Source extract:
- - -

Yeah, rather obviously, we're somewhat biased against building message
brokers on top of databases ;) I guess the things I'd suggest you look
as is whilst you may be fine with postgres at the moment, what happens
in a couple of years time? What will your messaging requirements be
then, and will you have sufficient flexibility in your home-grown system
to be able to cope with those needs?

> Postgresql and replication is what we use for application data currently, so
> it is a familiar technology for us.  Another reason we are considering
> building a custom message queue system is to put more functionality into the
> broker -- such as scheduling and job routing that would be specific to our
> business.  And there's fear that nobody knows Erlang if something broke and
> we needed to try and resolve.

Sure, those are valid concerns. There are ways of extending the
functionality of Rabbit, for example through exchange types, or even
custom plugins, but these do normally require writing in Erlang.

> My opinion is AMQP is very flexible and we should be able to make it meet
> our needs.  We are not doing anything that unusual.  And I suspect building
> something as reliable as RabbitMQ is no easy task -- especially if the point
> is to make a system more complex than what RabbitMQ provides.  Scheduling,
> for example, seems like something a simple database table and cron could
> solve easily with RabbitMQ.

- - -

Data:

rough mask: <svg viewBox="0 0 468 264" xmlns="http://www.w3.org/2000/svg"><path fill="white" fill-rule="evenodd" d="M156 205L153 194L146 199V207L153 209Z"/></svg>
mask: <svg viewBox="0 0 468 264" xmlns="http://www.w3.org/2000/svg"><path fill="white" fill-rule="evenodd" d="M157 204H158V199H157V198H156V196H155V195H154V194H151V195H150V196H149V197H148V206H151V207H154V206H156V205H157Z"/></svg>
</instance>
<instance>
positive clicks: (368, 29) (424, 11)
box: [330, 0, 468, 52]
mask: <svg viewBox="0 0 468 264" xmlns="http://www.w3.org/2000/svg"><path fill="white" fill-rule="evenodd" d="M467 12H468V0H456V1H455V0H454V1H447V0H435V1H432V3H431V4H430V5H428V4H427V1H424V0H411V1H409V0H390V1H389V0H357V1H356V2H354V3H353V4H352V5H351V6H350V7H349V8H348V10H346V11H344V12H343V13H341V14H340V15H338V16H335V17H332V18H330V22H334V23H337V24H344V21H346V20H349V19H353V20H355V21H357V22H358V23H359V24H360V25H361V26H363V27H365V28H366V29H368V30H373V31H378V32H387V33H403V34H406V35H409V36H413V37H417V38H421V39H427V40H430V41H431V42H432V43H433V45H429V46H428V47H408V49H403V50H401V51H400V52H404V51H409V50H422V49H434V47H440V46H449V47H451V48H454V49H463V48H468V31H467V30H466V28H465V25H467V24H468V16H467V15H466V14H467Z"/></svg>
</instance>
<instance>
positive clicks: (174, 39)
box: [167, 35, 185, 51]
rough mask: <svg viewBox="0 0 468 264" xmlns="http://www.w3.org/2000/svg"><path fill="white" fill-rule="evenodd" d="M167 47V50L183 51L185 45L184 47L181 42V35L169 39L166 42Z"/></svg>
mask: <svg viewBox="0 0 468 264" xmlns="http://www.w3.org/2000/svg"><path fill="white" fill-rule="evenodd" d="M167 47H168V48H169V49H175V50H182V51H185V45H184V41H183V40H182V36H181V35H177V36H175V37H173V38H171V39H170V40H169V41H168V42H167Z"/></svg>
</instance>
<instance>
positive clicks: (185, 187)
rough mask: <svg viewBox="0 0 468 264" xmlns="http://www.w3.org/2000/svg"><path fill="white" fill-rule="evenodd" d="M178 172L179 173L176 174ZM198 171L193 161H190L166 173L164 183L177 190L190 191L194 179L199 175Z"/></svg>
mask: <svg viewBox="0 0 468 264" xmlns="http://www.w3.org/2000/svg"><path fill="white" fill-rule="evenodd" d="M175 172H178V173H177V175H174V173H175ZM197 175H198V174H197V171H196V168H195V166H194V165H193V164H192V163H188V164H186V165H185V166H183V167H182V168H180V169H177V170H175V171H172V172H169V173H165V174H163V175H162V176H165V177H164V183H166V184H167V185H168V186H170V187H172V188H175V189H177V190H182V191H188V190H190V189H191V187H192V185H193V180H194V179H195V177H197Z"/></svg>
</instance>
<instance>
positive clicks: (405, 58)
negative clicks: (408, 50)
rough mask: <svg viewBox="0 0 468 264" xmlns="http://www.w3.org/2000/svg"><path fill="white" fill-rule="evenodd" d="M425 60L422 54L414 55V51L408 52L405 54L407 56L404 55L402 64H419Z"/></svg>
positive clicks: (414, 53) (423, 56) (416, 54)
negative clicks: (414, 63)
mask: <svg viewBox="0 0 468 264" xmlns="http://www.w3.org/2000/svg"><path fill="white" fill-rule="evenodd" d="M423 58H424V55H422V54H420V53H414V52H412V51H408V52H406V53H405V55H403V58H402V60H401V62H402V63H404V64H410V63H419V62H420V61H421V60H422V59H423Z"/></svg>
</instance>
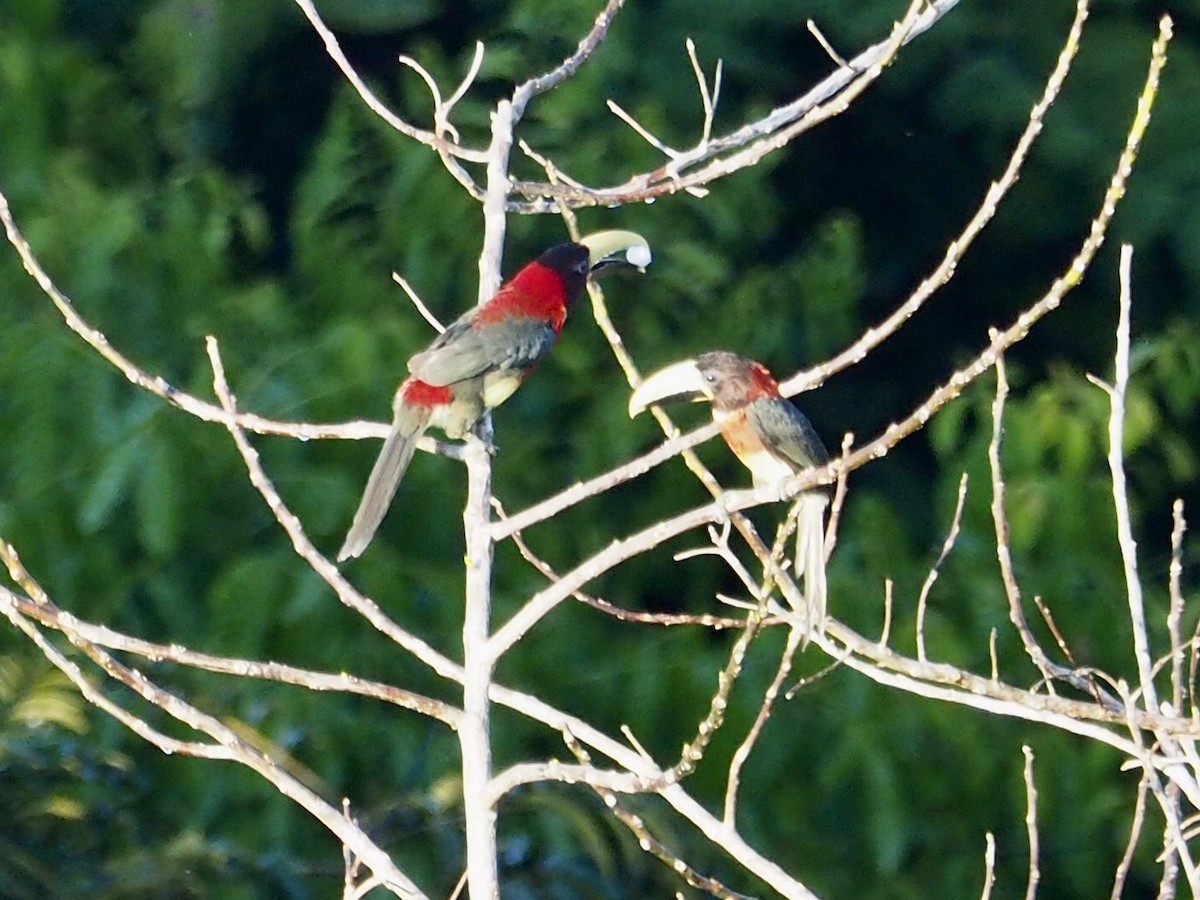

- - -

Your goal:
In the message-broker thread, condense the quoted paragraph starting "Postgresql and replication is what we use" into a short bulleted list that keeps its main facts. These data were taken from a separate source.

Result of the task:
- PostgreSQL with replication already handles their application data, so it is a familiar technology.
- A custom message queue would let them build business-specific functionality into the broker, such as scheduling and job routing.
- There is fear that nobody knows Erlang if something broke and needed fixing.